:: Exercise material ::

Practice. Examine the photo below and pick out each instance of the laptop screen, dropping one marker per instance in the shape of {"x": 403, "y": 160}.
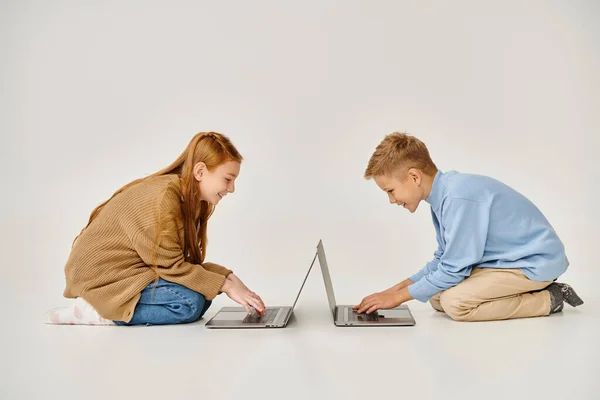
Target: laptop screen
{"x": 326, "y": 277}
{"x": 305, "y": 278}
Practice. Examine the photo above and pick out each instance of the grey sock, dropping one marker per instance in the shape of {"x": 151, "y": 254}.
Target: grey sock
{"x": 561, "y": 293}
{"x": 556, "y": 298}
{"x": 569, "y": 295}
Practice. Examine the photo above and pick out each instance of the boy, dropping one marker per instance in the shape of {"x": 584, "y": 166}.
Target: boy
{"x": 497, "y": 256}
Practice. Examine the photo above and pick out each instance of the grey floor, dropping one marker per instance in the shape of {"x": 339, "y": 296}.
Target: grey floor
{"x": 539, "y": 358}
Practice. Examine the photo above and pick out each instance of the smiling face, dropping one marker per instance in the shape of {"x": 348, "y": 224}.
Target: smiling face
{"x": 216, "y": 184}
{"x": 405, "y": 189}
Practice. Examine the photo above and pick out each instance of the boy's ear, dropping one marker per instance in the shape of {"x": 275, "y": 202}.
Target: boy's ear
{"x": 415, "y": 175}
{"x": 199, "y": 169}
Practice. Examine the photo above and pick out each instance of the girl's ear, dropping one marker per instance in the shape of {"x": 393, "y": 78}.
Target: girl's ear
{"x": 199, "y": 170}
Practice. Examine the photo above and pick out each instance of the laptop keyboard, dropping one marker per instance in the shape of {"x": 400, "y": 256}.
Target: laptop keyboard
{"x": 261, "y": 319}
{"x": 354, "y": 316}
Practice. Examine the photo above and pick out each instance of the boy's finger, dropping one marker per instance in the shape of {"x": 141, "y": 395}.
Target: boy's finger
{"x": 373, "y": 308}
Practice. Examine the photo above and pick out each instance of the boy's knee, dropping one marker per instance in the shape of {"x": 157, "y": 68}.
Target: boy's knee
{"x": 454, "y": 304}
{"x": 435, "y": 303}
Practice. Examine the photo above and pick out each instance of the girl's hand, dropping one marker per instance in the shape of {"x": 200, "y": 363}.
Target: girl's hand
{"x": 235, "y": 289}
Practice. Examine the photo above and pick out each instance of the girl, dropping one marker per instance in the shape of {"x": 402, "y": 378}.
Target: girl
{"x": 140, "y": 259}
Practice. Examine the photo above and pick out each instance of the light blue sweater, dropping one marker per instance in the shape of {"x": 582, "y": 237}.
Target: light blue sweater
{"x": 481, "y": 222}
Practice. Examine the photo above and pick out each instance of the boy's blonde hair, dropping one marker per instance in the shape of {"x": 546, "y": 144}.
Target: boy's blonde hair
{"x": 397, "y": 153}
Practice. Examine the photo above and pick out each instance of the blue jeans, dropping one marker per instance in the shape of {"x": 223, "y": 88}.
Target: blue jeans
{"x": 166, "y": 303}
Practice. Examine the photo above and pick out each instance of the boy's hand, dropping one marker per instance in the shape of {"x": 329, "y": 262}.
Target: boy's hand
{"x": 383, "y": 301}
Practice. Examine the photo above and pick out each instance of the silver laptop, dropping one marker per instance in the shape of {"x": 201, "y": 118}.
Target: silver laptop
{"x": 346, "y": 316}
{"x": 237, "y": 317}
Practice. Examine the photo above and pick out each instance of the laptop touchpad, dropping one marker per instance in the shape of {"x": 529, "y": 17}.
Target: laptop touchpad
{"x": 231, "y": 316}
{"x": 394, "y": 313}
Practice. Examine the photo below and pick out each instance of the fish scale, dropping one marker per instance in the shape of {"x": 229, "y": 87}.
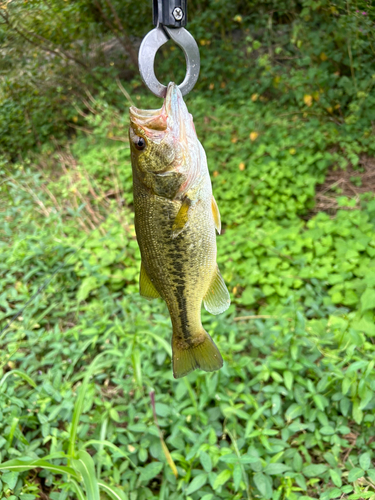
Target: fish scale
{"x": 175, "y": 220}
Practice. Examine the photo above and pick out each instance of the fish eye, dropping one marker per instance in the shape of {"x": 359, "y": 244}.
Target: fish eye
{"x": 140, "y": 143}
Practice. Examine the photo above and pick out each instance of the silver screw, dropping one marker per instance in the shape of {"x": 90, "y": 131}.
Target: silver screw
{"x": 178, "y": 13}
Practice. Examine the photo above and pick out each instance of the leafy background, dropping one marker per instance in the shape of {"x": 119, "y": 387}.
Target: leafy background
{"x": 285, "y": 109}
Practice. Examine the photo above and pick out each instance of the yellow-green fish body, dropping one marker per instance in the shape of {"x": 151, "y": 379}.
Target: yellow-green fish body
{"x": 175, "y": 220}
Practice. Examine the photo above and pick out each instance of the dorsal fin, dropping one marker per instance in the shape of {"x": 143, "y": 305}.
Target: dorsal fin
{"x": 216, "y": 214}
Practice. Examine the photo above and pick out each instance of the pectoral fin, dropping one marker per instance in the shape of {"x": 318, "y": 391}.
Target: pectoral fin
{"x": 182, "y": 218}
{"x": 216, "y": 214}
{"x": 217, "y": 298}
{"x": 146, "y": 288}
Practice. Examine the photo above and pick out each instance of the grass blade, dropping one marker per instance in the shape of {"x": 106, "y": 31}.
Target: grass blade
{"x": 80, "y": 400}
{"x": 113, "y": 492}
{"x": 84, "y": 465}
{"x": 78, "y": 490}
{"x": 20, "y": 374}
{"x": 24, "y": 464}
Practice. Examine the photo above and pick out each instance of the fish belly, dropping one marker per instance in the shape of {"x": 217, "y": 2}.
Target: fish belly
{"x": 180, "y": 268}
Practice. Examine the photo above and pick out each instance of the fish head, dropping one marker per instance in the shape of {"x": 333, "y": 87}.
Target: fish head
{"x": 164, "y": 144}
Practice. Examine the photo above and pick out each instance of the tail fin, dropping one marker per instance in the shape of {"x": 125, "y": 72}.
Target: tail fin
{"x": 200, "y": 353}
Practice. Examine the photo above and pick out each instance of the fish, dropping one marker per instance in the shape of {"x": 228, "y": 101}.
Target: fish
{"x": 176, "y": 216}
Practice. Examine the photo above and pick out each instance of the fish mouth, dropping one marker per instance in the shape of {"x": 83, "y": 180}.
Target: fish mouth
{"x": 173, "y": 116}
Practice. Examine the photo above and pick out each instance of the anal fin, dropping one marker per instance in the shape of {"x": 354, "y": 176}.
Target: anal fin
{"x": 146, "y": 287}
{"x": 217, "y": 299}
{"x": 182, "y": 218}
{"x": 216, "y": 214}
{"x": 200, "y": 353}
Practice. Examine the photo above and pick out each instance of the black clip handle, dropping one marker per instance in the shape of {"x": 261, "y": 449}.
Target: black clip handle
{"x": 171, "y": 13}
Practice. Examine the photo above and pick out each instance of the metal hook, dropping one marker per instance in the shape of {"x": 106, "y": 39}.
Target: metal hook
{"x": 152, "y": 43}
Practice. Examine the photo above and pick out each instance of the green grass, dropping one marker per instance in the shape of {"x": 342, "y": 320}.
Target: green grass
{"x": 290, "y": 415}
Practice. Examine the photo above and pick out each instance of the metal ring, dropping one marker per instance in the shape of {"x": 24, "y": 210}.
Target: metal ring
{"x": 147, "y": 52}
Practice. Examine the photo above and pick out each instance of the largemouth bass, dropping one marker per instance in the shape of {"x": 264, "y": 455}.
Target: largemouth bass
{"x": 175, "y": 220}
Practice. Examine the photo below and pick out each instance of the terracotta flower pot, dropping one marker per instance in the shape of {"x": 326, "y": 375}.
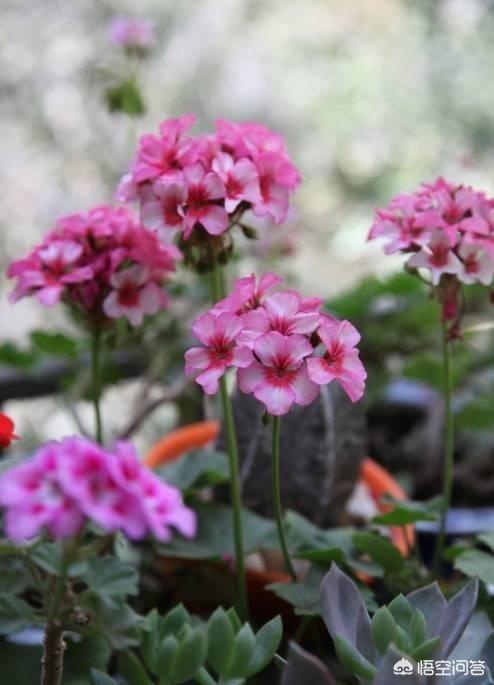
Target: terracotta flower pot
{"x": 373, "y": 476}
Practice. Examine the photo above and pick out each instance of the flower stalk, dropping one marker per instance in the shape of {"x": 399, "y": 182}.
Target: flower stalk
{"x": 448, "y": 469}
{"x": 278, "y": 510}
{"x": 96, "y": 349}
{"x": 217, "y": 289}
{"x": 53, "y": 643}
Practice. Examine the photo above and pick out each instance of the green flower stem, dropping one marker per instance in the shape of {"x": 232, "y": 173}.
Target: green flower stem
{"x": 96, "y": 382}
{"x": 449, "y": 448}
{"x": 53, "y": 644}
{"x": 217, "y": 290}
{"x": 278, "y": 512}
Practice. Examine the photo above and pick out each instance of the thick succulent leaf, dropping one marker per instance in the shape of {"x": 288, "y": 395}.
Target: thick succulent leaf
{"x": 386, "y": 676}
{"x": 303, "y": 667}
{"x": 457, "y": 615}
{"x": 431, "y": 602}
{"x": 353, "y": 660}
{"x": 487, "y": 654}
{"x": 344, "y": 611}
{"x": 267, "y": 642}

:::

> [Required work]: Reproduce verbatim the lines starting at the line that contains "of the flower" and ending at the very last line above, including both of those lines.

> [Full response]:
Practice. Examine the photo above and pick out each instance of the flower stalk, dropping one marker per instance in the shape of {"x": 399, "y": 182}.
Target: flower stalk
{"x": 448, "y": 469}
{"x": 278, "y": 510}
{"x": 96, "y": 349}
{"x": 217, "y": 289}
{"x": 53, "y": 643}
Practice. Examine the photo above and pick out each instance of the green flower stem, dropping one marker per instance in the shape of {"x": 232, "y": 173}.
Target: green flower stem
{"x": 96, "y": 382}
{"x": 449, "y": 448}
{"x": 53, "y": 644}
{"x": 217, "y": 290}
{"x": 278, "y": 512}
Practice. Examine the photo above and pick out each instance of the thick succulent leaf, dropping one marker per instance in the shape of {"x": 288, "y": 395}.
Target: thick succulent leaf
{"x": 386, "y": 676}
{"x": 303, "y": 667}
{"x": 457, "y": 615}
{"x": 431, "y": 602}
{"x": 353, "y": 660}
{"x": 487, "y": 654}
{"x": 344, "y": 611}
{"x": 267, "y": 642}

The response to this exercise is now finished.